◆ **Exercise tasks**
a – In the news article below about North Korea's nuclear tests, condense the paragraph beginning "The Punggye-ri test site is in the country's north-east" into one shorter sentence that keeps its main facts.
b – Carry on the news article below about North Korea's nuclear tests, starting after its last sentence.

The Chronicle

Nuke tests may destroy mountain

- Jamie Seidel News Corp

NORTH Korea’s nuclear testing may not lead to war, but there is another catastroph­ic risk: the mountain the regime has exploded six bombs under may collapse.

Hong Kong’s South China Morning Post is quoting a Chinese scientist as saying if the peak crumbles, clouds of radioactiv­e dust and gas will blanket the region.

The Punggye-ri test site is in the country’s north-east and carved deep into the side of Mount Mantap – a granite peak in the remote Hamgyong mountain range.

Geophysici­st Wen Lianxing’s team at the University of Science and Technology of China have analysed data from more than 100 seismic monitoring sites across China, narrowing down the location of the tests with a margin of error of just 100m.

They’ve all been under the same mountain. And the weekend’s blast was by far the biggest of them.

It produced a shockwave similar to that of a magnitude 6.3 earthquake, indicating a bomb equivalent to 120 kilotonnes of TNT explosive.

Eight minutes later, a second quake was detected. Geophysici­sts around the world have been considerin­g its implicatio­ns.

So far the consensus is it was likely part of the mountain collapsing in on a cavern created where the rock was vaporised by the blast of the hydrogen bomb.

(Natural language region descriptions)

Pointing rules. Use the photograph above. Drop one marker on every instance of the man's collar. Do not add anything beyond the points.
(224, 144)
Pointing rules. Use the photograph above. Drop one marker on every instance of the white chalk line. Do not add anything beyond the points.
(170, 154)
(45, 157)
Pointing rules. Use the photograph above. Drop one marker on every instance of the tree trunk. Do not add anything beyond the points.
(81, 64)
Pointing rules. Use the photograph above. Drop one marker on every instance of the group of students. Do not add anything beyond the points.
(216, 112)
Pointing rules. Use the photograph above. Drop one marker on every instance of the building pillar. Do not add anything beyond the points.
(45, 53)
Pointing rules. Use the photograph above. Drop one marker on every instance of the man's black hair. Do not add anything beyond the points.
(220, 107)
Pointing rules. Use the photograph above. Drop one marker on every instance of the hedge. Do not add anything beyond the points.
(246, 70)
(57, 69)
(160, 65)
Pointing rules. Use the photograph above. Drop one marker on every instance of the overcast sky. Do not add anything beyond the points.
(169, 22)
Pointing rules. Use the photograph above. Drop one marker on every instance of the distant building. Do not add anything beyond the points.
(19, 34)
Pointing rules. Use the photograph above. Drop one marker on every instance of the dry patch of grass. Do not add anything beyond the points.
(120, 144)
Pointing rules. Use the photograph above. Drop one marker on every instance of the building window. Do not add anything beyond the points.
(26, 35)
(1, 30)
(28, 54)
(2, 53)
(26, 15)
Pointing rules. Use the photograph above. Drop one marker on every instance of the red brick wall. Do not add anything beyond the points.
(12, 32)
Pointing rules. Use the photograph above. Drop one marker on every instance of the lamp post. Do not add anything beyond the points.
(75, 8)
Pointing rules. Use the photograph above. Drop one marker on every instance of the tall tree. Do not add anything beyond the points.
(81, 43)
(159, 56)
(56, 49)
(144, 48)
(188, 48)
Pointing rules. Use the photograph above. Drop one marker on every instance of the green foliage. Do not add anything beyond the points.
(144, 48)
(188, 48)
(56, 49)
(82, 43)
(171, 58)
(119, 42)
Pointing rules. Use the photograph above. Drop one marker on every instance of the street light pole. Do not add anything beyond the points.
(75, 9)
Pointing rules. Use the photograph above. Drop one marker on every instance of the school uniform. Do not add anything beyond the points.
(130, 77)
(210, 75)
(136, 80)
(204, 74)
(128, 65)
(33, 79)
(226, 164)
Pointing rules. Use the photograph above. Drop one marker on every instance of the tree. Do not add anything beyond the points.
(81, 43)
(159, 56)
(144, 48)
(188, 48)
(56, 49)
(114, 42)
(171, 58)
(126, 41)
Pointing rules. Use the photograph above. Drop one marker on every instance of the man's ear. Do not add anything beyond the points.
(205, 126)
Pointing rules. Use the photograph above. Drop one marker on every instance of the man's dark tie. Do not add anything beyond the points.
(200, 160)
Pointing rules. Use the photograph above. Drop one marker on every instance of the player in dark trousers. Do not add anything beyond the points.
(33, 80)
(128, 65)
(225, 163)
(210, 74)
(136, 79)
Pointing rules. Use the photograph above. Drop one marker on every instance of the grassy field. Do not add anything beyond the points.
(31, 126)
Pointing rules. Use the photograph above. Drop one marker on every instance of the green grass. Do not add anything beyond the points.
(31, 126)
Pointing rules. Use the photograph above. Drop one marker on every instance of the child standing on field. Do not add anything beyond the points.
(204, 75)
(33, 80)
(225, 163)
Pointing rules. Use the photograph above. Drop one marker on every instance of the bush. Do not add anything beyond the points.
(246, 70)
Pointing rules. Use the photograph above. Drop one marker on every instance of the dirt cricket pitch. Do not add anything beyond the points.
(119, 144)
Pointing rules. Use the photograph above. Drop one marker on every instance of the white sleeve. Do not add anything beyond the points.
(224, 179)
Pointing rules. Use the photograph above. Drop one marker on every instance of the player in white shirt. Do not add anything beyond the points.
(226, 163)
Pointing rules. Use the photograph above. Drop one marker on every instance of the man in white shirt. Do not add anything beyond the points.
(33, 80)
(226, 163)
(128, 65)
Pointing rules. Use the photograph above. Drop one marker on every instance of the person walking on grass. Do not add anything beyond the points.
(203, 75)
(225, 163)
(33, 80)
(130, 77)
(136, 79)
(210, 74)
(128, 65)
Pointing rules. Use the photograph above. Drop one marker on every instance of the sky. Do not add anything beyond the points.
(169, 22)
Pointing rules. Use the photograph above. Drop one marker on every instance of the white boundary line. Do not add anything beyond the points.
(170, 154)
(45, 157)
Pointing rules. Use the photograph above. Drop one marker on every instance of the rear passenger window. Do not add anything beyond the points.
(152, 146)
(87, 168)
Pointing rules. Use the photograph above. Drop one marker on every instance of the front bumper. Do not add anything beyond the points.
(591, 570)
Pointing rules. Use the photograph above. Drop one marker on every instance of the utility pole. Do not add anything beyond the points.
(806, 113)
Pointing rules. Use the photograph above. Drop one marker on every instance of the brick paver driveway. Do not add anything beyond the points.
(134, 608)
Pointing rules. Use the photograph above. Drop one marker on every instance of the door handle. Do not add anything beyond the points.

◆ **Answers by item**
a – The Punggye-ri test site lies deep inside Mount Mantap, a granite peak in the remote Hamgyong range in North Korea's north-east.

b –
Satellite imagery also shows the blast caused numerous landslides around the Punggye-ri test site.

Radiation sampling in the region has so far returned no abnormal readings, but a nuclear weapons researcher and ex-chairman of the China Nuclear Society, Wang Naiyan, told the Morning Post such an event indicated a potential environmen­tal disaster in the making.

One more test could cause the mountain to collapse in on itself, he warned.

“We call it ‘taking the roof off’,” Mr Wang said.

“If the mountain collapses and the hole is exposed, it will let out many bad things.

The tests posed “a huge threat not only to North Korea but to other countries”.

Satellite photos taken just a day after the blast and released by 38 North reveal new gravel and scree fields shaken loose by the blasts.

Chances are, North Korea will continue to test at the Punggye-ri test site as it has few other suitable locations.